REQUIREMENT A: Quote the NiFi timestamp post word for word from "I have the following" to "exclsns1,1671785280,1671785594,1671785608.".
REQUIREMENT B: According to the NiFi timestamp post, why did the poster define six properties in the PartitionRecord processor? Answer in one to three sentences.

PAGE:
╔══

Search code examples
apache-nifi

Apache NiFi from unix timestamp to actual date not working


I have the following NiFi Flow, with which I am struggling to generate a date, out of a unix timestamp. And I was not able to find a solution since last year :(

First of all, I receive a file from a Kafka Processor. The data comes as a text and it looks as follows:

exclsns1,1671785280,1671785594,1671785608.

The next step is to use a ConvertRecord and generate a Parquet File out of these incoming files. For that, I have generated the following schemas:

Record Reader --> CSV Reader:

{
  "type" : "record",
  "name" : "spark_schema",
  "fields" : [ {
    "name" : "excelReader",
    "type" : [ "null", "string" ],
    "default" : null
  }, {
    "name" : "time",
    "type" : [ "null", "long" ],
    "default" : null
  }, {
    "name" : "starttime",
    "type" : [ "null", "string" ],
    "default" : null
  }, {
    "name" : "endtime",
    "type" : [ "null", "string" ],
    "default" : null 
    } ]
}

Record Writer --> Parquet Record Set Writer

{
  "type" : "record",
  "name" : "spark_schema",
  "fields" : [ {
    "name" : "excelReader",
    "type" : [ "null", "string" ],
    "default" : null
  }, {
    "name" : "time",
    "type" : [ "null", "long" ],
    "default" : null
  }, {
    "name" : "starttime",
    "type": { "type":"int", "logicalType":"date"},
    "default" : null
  }, {
    "name" : "endtime",
    "type": { "type":"long", "logicalType":"timestamp-millis"},
    "default" : null
  } ]
}

Notice that I have tried different types for the data, but none of which solved my issue. The next step is to go into a PartitionRecord Processor, in which I use a ParquetReader and the same Parquet Record Set Writer controllers. Beside that, I have defined 6 properties to help me identify why the data is not converted as expected:

a_endtime --> /endtime
a_endtime_converted --> format(/endtime, "yyyy/MM/dd/HH", "GMT")

╚══

DATA LINES:
╔══

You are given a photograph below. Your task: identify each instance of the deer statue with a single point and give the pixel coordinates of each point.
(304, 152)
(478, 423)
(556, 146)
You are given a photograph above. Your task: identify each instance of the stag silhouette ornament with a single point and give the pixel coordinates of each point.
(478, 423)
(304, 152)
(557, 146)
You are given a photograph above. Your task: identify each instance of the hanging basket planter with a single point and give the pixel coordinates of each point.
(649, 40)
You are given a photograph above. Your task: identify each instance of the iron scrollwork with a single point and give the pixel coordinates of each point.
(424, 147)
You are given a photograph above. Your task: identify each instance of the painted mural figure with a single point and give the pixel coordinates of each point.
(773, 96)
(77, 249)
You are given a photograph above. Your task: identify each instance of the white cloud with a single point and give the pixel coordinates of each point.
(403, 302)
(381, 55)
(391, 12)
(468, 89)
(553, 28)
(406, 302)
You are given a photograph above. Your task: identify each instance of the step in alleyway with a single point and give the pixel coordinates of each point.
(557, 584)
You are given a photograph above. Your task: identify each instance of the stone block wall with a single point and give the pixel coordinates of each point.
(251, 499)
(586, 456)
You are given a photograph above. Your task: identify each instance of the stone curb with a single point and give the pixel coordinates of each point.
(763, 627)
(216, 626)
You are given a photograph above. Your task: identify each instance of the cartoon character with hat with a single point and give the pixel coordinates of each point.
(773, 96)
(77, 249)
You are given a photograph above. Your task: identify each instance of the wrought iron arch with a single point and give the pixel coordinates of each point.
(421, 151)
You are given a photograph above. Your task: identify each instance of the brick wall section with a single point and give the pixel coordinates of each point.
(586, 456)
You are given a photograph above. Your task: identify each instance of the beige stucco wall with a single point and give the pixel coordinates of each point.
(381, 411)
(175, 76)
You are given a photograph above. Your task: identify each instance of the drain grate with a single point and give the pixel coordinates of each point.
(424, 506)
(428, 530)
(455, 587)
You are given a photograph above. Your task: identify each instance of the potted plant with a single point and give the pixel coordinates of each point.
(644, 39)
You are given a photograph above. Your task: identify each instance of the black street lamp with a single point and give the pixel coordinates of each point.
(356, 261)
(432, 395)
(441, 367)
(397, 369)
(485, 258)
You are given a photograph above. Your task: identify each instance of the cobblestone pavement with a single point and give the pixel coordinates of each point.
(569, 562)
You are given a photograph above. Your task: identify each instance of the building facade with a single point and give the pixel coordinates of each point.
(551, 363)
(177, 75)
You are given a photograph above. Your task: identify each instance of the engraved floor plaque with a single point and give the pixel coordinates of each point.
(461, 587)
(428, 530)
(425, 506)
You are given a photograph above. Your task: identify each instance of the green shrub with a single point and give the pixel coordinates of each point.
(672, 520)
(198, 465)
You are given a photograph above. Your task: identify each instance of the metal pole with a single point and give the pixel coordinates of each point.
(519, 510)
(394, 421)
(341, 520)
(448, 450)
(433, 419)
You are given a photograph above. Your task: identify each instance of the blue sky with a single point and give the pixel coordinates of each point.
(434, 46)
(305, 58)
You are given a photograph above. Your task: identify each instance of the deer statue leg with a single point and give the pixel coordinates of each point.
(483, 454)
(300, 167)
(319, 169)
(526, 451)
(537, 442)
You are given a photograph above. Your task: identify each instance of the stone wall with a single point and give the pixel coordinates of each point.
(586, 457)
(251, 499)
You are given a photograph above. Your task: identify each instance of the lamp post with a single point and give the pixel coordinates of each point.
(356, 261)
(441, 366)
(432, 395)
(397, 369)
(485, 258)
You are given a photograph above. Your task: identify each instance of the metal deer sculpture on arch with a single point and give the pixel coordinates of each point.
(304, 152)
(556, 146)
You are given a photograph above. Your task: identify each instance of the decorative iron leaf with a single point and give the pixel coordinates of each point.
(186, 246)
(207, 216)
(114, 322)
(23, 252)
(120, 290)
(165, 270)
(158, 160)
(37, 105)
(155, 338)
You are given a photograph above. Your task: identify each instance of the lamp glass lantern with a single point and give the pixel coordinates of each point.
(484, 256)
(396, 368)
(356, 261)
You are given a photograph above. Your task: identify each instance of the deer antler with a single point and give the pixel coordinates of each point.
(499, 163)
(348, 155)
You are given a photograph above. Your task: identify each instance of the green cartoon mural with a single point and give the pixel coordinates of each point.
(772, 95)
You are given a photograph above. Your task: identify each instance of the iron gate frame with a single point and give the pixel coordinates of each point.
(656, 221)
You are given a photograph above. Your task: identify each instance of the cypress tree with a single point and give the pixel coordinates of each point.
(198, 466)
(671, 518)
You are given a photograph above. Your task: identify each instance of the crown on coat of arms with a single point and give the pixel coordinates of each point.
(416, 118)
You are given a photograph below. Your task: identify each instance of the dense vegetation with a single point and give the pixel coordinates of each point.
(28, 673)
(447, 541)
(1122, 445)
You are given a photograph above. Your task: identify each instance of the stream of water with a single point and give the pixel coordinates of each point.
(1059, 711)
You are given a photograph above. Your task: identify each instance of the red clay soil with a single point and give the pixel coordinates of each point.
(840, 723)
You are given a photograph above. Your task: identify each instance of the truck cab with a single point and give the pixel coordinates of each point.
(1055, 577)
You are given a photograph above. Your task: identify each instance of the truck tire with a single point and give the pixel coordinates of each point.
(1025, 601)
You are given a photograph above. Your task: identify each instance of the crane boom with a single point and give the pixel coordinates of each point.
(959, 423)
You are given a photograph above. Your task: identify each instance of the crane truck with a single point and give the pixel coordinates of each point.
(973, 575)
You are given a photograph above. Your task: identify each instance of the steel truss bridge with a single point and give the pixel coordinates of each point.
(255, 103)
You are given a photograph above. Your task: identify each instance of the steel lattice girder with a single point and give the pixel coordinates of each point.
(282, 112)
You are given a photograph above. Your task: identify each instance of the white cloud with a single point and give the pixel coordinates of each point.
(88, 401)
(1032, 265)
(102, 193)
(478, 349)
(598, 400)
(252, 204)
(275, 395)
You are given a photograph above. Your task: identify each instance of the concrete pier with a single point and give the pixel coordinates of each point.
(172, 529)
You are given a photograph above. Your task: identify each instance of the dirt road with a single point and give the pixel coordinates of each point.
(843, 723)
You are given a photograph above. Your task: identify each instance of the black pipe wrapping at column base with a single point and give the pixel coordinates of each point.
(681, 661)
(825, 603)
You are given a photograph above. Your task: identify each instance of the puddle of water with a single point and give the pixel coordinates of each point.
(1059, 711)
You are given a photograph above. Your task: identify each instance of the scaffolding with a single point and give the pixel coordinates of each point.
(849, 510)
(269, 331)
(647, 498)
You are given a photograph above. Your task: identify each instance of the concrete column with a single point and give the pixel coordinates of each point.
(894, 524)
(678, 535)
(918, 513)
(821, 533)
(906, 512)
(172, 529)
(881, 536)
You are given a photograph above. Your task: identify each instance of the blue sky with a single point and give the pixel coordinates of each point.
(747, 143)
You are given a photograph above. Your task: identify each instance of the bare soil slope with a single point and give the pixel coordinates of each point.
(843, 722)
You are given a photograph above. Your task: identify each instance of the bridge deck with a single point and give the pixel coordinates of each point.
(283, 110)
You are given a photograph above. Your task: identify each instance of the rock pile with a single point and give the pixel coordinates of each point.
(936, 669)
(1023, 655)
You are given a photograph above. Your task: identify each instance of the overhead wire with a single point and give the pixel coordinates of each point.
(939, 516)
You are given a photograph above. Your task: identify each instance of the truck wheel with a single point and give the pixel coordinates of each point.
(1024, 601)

╚══

FINISHED ANSWER A:
I have the following NiFi Flow, with which I am struggling to generate a date, out of a unix timestamp. And I was not able to find a solution since last year :(

First of all, I receive a file from a Kafka Processor. The data comes as a text and it looks as follows:

exclsns1,1671785280,1671785594,1671785608.

FINISHED ANSWER B: The poster defined the six properties to help figure out why the data was not being converted as expected. One of them, for example, maps a_endtime_converted to format(/endtime, "yyyy/MM/dd/HH", "GMT").